#### Problem A
According to the review of Divinity: Original Sin II, why were the people who recommended the game so enthusiastic about it? Answer in one to three sentences.
#### Problem B
In the review of Divinity: Original Sin II, who is Saheila?
#### Problem C
From the review of Divinity: Original Sin II, pull out everything from "However, the main" down to "story and gameplay-wise.", word for word.

Almost all characters received similar treatment: in different endings they are pulled in different direction with little to none regard to where they were during the actual game. Saheila, the elven seer, either leads her people into peaceful future or rallies her armies to war and becomes the harbinger of doom. Her mother either joins her, tries to contain her or rallies the elven armies against her. I feel like the destinies of locations and characters were randomly pulled out of a hat.
Conclusion
Divinity: Original Sin II ended up to be one of the worst games of all time for me; a weird mix of exciting and annoying kept me hopeful and that's why I didn't drop it sooner but chose to go all the way. Swinging back and forth between a great time and a really bad time, I finished it for the sake of finishing it.
So, why was I recommended this game so many times? Partly because it's really fun to play in co-op. Co-op does not really contribute to immersion and the fun you have with friends often outshines the negative impressions you might have on the game. DOSII might be a really cool co-op experience especially considering that not many RPGs are ready to offer you co-op.
However, the main reason people were so ecstatic about DOSII was really simple. None of them completed it. Not one person among those I asked left the first island and most certainly not went all the way through Reaper's Coast. They were stuck in permanent honeymoon blissfully unaware that the game goes only downhill from there, both story and gameplay-wise.
Of course, there will be people who'll tell me that I played it all wrong. If I had this or that build, I wouldn't have had problems with bosses spawning from thin air. If there is only one way to play DOSII with comfort while it's preaching freedom of choice - something is wrong. I've been playing RPGs for a very long time and not a single one I played frustrated me this badly.
Recently I was asked if I think that Pillars of Eternity is better than DOSII. Sure. Pillars of Eternity franchise has its weaknesses but it is very consistent. Its worldbuilding is coherent, building relationships with companions is a gradual process that requires patience, effort and care and the immersion is never broken, certainly not with stand-up comedy about mutton forks. You understand how the world works and your place in it. I'll take any Pillars of Eternity game over any DOS game any day. Of course, Pillars are not as sparkly, flashy and dynamic as DOSII is but PoE is a solid experience that does not suffer from being so hyperactive it'll lead to gameplay and story degradation.
Previously when I saw negative reviews on singleplayer games on Steam where the reviewer's put a lot of hours into the game I was always confused. It seemed funny. If you didn't like the game, why did you continue to play it? Couldn't you just drop it and move on to other games if this one was not fun? But now I understand. I know now that you can continue playing hoping for the best, seeing the potential and waiting for it to unravel, giving endless second chances - and even after dozens of hours realize that it was not worth it. Sad, but it happens.

#### Dataset excerpts
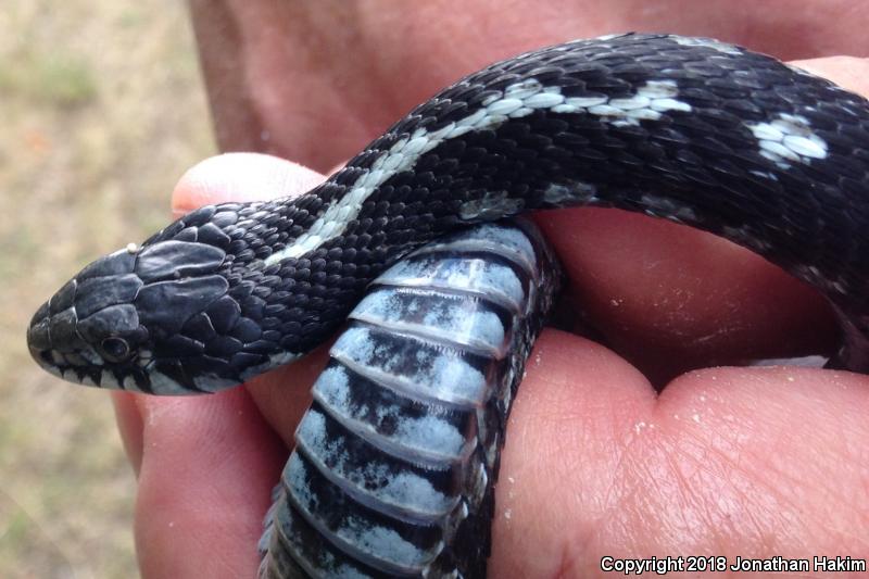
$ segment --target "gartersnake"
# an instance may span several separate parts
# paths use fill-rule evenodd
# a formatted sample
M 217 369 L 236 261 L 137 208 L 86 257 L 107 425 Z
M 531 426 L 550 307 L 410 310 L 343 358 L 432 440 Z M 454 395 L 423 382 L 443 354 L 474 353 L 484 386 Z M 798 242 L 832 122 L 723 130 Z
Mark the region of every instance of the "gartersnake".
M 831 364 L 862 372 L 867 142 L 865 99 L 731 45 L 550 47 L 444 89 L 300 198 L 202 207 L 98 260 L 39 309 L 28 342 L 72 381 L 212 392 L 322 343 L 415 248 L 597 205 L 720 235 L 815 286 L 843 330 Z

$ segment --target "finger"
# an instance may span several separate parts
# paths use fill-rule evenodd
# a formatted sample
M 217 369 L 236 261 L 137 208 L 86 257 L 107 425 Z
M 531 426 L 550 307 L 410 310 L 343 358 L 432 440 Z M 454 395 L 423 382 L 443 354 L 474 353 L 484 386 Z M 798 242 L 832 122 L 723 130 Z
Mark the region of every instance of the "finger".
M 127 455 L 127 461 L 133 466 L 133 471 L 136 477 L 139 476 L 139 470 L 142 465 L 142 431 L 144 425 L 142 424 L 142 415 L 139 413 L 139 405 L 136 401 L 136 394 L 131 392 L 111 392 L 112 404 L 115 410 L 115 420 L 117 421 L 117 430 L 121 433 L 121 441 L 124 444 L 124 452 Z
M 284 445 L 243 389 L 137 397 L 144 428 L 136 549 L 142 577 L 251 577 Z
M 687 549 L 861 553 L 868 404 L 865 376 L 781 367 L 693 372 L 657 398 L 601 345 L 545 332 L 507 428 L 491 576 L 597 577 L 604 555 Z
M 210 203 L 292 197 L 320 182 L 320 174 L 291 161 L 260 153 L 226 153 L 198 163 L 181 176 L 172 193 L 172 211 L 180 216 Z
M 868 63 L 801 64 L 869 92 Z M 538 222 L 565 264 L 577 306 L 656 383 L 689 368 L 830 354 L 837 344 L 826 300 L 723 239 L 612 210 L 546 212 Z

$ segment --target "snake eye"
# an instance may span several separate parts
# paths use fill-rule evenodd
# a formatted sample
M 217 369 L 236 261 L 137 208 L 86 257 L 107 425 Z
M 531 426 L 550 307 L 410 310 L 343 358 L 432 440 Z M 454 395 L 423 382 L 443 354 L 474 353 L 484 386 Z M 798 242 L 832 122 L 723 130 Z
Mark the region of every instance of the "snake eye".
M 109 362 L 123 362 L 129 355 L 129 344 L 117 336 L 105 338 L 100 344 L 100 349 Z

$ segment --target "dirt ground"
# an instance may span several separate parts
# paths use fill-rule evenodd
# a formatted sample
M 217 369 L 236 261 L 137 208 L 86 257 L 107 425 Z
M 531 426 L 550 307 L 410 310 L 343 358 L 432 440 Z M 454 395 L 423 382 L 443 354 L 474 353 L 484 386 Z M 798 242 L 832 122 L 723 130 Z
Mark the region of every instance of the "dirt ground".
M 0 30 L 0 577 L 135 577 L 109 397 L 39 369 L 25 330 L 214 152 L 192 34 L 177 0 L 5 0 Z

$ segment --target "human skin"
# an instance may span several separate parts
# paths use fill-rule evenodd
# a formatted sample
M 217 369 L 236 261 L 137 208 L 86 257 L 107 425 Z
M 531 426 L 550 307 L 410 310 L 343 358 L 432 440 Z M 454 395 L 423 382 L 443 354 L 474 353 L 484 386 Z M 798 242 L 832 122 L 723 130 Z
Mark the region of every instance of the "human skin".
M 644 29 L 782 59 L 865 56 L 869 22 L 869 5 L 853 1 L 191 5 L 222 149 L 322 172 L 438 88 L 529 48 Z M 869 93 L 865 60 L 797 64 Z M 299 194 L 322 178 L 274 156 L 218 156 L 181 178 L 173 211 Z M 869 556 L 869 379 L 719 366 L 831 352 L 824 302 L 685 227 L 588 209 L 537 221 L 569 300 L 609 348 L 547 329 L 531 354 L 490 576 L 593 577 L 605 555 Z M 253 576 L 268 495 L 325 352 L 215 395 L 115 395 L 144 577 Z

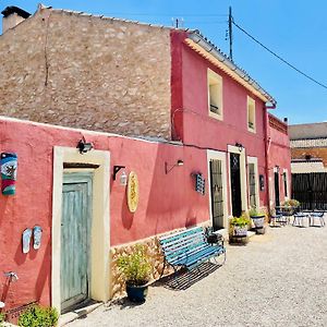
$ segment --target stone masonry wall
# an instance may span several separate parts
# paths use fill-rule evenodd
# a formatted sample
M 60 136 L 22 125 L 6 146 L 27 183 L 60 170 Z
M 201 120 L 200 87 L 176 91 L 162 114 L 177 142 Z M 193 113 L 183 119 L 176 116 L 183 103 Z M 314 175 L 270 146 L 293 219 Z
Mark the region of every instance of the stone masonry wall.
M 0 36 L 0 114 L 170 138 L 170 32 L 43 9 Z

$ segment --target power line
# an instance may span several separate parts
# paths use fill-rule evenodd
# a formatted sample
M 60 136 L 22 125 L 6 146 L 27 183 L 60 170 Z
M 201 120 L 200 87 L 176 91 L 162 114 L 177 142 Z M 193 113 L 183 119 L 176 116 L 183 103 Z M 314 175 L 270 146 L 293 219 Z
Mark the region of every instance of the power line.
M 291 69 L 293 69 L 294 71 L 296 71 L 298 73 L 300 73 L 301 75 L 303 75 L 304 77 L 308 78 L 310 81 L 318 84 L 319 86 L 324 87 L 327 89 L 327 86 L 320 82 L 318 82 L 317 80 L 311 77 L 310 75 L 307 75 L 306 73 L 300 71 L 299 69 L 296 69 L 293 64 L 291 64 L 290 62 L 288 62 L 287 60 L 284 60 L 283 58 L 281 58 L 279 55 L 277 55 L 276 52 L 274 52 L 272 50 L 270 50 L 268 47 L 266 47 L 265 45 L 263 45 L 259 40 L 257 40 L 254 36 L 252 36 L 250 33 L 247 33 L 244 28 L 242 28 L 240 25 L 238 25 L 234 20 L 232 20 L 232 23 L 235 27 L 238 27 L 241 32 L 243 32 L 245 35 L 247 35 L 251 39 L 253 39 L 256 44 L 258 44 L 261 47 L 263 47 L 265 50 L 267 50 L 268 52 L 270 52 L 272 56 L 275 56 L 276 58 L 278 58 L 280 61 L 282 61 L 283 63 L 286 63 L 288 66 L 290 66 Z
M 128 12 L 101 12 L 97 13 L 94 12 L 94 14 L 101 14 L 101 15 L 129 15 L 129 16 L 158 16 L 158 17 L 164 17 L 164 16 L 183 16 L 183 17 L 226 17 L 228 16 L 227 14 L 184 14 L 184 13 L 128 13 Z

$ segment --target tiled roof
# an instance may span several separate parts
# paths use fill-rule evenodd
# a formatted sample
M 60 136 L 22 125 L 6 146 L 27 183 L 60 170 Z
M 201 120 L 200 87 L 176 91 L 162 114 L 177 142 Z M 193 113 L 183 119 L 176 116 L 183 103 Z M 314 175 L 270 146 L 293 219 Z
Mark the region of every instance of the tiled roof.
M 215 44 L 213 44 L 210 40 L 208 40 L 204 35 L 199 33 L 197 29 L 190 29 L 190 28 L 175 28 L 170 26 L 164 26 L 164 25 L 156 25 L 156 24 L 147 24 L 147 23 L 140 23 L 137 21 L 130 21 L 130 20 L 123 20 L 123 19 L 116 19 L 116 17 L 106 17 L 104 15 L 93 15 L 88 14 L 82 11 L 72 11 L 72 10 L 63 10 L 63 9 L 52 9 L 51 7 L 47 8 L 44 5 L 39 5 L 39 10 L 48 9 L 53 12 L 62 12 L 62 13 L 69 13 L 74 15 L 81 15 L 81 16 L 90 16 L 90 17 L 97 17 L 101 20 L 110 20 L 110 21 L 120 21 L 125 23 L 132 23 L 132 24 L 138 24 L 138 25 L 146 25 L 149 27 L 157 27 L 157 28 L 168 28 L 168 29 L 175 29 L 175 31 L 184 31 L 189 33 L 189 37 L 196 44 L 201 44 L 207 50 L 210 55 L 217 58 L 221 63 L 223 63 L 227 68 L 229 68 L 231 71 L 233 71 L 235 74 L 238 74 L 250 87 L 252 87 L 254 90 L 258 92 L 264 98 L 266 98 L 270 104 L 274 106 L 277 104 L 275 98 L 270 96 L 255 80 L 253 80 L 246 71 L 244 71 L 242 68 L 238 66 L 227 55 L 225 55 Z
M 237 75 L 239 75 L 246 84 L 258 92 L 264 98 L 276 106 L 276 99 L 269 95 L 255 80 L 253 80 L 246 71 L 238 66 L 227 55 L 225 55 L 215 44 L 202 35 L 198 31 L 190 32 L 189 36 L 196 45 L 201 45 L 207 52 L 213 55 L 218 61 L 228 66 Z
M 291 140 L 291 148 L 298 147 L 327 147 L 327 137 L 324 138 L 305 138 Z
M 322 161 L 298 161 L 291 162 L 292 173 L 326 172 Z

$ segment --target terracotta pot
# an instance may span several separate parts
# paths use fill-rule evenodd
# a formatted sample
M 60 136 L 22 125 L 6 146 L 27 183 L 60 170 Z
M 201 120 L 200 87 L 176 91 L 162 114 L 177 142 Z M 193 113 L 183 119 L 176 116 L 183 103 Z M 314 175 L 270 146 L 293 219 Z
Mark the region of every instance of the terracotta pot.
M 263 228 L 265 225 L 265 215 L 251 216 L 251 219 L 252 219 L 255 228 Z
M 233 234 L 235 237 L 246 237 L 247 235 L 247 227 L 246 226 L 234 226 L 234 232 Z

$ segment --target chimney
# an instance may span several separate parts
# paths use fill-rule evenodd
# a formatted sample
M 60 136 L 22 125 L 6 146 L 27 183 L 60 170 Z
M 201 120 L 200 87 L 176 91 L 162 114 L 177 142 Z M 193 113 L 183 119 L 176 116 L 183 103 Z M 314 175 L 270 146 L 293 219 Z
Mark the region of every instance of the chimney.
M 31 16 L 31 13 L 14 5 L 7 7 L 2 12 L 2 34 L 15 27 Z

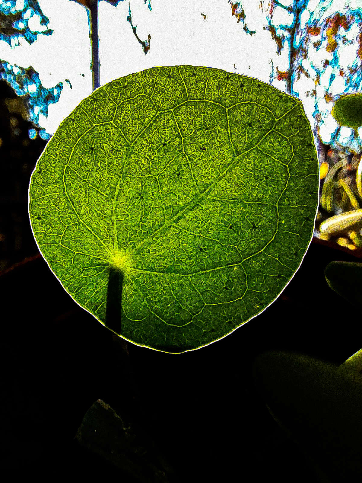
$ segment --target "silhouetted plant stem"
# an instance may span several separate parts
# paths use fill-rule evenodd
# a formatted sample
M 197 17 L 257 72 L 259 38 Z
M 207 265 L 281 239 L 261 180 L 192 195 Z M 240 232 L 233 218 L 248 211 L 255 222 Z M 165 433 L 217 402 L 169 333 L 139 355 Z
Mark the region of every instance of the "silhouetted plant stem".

#### Response area A
None of them had completed it. None of the people the reviewer asked had left the first island. They were stuck in a permanent honeymoon, unaware that the game only goes downhill from there in both story and gameplay.

#### Response area B
Saheila is the elven seer.

#### Response area C
However, the main reason people were so ecstatic about DOSII was really simple. None of them completed it. Not one person among those I asked left the first island and most certainly not went all the way through Reaper's Coast. They were stuck in permanent honeymoon blissfully unaware that the game goes only downhill from there, both story and gameplay-wise.